-- start of MATERIAL PROVIDED --

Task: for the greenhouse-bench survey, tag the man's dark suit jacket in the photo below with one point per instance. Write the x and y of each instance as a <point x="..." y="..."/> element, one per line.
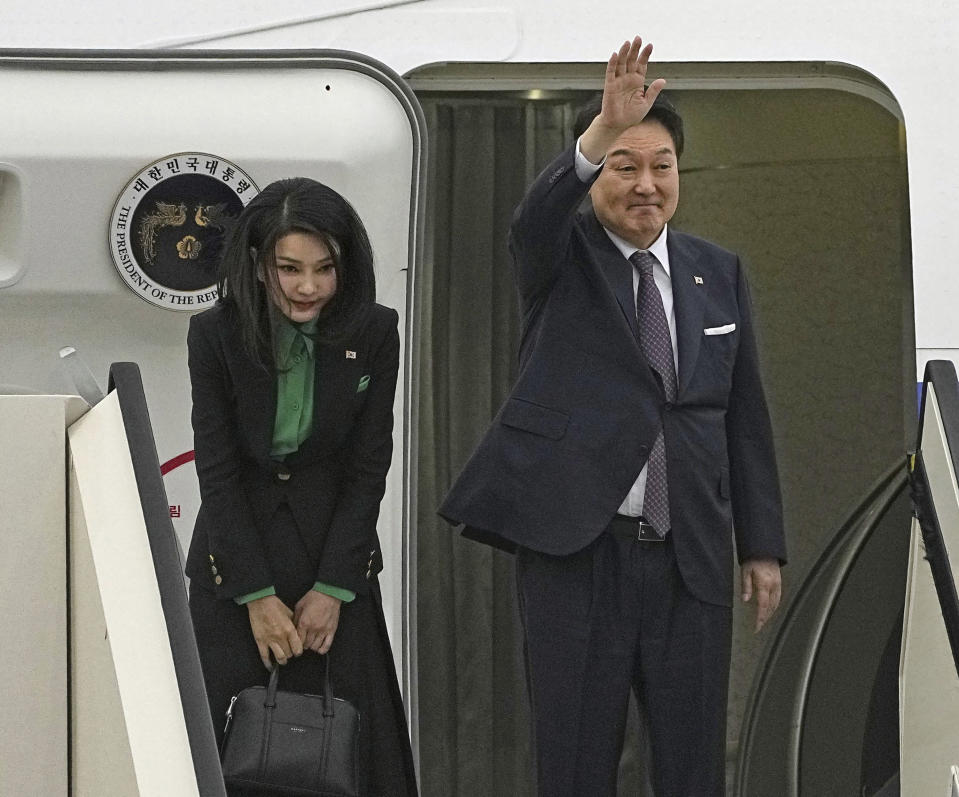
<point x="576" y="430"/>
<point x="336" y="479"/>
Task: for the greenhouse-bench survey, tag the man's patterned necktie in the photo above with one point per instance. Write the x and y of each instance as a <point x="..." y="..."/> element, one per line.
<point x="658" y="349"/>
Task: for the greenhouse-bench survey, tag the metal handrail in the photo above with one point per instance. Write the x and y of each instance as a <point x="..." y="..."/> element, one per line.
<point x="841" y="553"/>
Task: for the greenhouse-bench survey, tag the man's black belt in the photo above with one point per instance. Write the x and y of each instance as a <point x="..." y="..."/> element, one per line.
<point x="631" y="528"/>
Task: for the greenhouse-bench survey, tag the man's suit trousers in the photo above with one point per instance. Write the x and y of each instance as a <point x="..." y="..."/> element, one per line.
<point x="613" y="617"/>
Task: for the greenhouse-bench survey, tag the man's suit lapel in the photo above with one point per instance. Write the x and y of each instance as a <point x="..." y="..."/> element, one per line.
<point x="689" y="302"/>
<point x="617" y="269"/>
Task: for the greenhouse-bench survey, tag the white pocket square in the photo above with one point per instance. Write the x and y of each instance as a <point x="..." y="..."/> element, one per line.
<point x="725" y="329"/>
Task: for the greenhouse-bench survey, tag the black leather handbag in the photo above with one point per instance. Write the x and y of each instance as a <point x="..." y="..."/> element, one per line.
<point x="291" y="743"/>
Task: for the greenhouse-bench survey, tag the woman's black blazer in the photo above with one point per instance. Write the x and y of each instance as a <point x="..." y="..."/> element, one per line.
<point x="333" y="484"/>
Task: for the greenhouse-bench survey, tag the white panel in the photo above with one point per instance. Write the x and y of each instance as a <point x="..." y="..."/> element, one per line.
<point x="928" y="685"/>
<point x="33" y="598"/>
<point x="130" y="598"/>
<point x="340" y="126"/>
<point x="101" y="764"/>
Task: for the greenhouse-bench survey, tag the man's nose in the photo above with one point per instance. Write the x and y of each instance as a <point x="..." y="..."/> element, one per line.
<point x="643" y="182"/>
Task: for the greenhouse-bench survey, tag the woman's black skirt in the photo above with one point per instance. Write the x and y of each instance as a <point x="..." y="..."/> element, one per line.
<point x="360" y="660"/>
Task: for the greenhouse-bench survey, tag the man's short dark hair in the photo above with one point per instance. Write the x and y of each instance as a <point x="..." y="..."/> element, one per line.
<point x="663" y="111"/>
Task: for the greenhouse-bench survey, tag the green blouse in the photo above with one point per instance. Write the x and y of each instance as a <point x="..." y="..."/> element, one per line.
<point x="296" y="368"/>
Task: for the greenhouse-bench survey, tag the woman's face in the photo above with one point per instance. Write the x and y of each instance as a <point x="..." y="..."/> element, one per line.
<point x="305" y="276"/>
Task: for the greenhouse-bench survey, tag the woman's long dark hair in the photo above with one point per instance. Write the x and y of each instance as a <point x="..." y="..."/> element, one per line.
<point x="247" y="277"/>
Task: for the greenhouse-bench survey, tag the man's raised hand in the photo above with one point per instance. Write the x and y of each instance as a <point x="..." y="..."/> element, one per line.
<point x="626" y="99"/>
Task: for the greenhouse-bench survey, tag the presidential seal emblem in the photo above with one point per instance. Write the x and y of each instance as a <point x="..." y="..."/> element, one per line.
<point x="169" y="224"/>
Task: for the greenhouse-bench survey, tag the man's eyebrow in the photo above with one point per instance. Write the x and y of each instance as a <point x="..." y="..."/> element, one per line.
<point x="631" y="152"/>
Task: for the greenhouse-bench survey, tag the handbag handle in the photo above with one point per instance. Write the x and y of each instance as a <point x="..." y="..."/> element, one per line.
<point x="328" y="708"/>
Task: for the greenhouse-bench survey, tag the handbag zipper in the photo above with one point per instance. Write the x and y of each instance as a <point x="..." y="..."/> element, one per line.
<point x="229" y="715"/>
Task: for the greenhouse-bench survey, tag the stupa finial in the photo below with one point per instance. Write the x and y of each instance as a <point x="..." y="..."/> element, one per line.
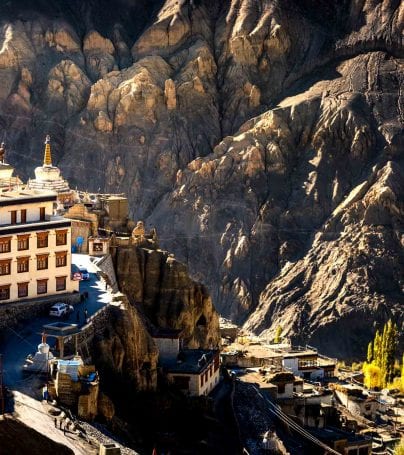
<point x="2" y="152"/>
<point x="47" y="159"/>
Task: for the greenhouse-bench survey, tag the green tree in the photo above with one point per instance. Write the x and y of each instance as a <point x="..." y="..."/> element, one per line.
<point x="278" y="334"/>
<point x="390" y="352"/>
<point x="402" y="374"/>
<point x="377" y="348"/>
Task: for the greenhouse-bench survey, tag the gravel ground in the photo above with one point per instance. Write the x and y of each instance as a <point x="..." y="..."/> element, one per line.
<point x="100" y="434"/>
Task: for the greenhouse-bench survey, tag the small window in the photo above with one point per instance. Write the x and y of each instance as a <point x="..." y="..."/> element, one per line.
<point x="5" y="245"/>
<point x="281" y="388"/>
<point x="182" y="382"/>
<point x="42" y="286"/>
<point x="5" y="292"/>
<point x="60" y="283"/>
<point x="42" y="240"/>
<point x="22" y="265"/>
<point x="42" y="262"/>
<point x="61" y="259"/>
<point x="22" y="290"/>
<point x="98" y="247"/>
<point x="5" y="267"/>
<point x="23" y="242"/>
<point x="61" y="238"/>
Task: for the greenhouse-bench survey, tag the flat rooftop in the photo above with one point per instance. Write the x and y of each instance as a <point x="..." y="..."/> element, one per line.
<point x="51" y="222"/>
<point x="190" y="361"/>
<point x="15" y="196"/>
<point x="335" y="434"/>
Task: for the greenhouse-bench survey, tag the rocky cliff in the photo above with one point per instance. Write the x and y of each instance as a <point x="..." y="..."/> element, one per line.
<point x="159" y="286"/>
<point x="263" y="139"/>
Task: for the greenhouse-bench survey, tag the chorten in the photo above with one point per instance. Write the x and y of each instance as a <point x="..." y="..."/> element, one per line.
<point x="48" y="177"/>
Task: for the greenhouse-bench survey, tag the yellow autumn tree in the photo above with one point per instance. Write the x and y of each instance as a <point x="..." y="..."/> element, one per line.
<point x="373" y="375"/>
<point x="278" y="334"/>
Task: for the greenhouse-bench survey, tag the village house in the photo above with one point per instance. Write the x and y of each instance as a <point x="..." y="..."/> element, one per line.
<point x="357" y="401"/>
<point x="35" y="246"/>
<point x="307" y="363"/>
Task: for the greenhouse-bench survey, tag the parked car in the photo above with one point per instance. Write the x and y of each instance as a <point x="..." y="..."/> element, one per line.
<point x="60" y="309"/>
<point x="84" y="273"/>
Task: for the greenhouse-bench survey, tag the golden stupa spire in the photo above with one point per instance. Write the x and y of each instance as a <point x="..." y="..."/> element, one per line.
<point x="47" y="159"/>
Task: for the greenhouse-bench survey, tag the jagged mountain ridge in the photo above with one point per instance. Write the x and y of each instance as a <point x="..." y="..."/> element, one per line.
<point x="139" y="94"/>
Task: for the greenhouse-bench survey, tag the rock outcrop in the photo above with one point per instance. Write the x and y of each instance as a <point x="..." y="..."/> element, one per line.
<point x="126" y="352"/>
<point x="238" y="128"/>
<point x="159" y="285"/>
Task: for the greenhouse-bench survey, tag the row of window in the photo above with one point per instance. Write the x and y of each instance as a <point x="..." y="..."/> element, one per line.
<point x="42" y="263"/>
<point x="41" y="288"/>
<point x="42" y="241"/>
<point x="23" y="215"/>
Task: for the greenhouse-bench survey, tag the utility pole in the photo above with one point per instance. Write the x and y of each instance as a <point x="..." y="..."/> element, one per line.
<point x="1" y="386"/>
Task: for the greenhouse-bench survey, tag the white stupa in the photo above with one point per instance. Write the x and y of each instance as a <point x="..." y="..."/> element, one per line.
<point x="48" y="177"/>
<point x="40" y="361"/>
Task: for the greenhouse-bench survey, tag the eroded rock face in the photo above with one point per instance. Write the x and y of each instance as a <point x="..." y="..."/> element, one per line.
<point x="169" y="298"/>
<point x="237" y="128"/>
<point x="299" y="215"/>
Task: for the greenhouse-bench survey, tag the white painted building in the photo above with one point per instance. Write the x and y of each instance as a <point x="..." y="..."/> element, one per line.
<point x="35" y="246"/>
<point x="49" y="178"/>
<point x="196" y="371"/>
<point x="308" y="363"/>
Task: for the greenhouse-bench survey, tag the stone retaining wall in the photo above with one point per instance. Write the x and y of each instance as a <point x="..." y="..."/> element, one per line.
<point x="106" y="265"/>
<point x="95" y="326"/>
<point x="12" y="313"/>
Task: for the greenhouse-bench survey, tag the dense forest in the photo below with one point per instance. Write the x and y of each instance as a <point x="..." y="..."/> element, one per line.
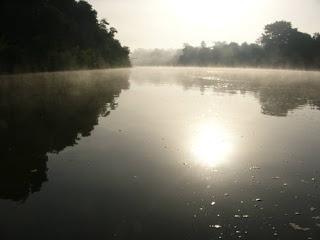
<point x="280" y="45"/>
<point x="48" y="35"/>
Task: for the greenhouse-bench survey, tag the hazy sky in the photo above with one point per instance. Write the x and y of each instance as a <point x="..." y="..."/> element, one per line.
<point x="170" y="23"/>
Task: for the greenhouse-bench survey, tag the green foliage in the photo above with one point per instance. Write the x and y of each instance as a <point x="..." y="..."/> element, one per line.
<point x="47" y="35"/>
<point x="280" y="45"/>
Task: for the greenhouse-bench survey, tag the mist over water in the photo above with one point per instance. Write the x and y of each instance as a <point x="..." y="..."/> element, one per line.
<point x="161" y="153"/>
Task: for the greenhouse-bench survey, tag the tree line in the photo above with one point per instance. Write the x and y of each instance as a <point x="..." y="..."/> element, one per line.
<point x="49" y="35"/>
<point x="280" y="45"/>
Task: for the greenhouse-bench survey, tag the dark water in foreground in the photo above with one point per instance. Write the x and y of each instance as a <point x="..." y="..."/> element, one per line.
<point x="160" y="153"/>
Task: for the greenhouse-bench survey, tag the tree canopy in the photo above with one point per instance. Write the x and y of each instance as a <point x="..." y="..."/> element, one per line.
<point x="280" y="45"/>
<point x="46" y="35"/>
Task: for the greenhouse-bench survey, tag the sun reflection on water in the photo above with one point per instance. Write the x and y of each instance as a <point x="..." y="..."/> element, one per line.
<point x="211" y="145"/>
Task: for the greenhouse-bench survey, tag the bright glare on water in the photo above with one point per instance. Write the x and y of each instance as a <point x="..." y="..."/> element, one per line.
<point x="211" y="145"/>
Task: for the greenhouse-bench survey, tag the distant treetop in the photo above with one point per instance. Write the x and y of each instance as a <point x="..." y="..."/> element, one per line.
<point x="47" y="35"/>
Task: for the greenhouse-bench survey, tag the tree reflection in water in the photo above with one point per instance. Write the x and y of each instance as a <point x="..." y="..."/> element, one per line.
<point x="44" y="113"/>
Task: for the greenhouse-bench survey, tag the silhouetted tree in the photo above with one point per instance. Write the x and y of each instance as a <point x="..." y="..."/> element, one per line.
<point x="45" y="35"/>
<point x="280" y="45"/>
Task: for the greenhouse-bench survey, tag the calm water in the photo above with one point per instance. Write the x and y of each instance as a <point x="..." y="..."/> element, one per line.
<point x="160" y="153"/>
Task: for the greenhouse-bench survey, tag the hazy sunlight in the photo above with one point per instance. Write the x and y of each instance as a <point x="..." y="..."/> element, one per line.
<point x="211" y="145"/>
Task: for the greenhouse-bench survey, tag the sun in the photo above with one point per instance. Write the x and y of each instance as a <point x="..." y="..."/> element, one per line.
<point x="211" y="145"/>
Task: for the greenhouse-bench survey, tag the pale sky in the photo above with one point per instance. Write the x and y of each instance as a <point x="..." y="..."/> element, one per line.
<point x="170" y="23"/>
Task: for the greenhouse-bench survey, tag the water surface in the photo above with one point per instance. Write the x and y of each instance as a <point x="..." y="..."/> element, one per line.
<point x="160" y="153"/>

-- end of MATERIAL PROVIDED --

• EXERCISE DIRECTIONS
Copy the records verbatim from the line containing "Task: for the greenhouse-bench survey, tag the pale" through the end of the records.

• THE RESPONSE
Task: for the greenhouse-bench survey, tag the pale sky in the photo above with one point per instance. Write the x and y of each instance as a <point x="..." y="..."/> element, one per line.
<point x="170" y="23"/>
Task: for the greenhouse-bench survey, tag the water surface in the photo above with one point per instance. Write the x and y of each instance as a <point x="..." y="..."/> element, one per line.
<point x="160" y="153"/>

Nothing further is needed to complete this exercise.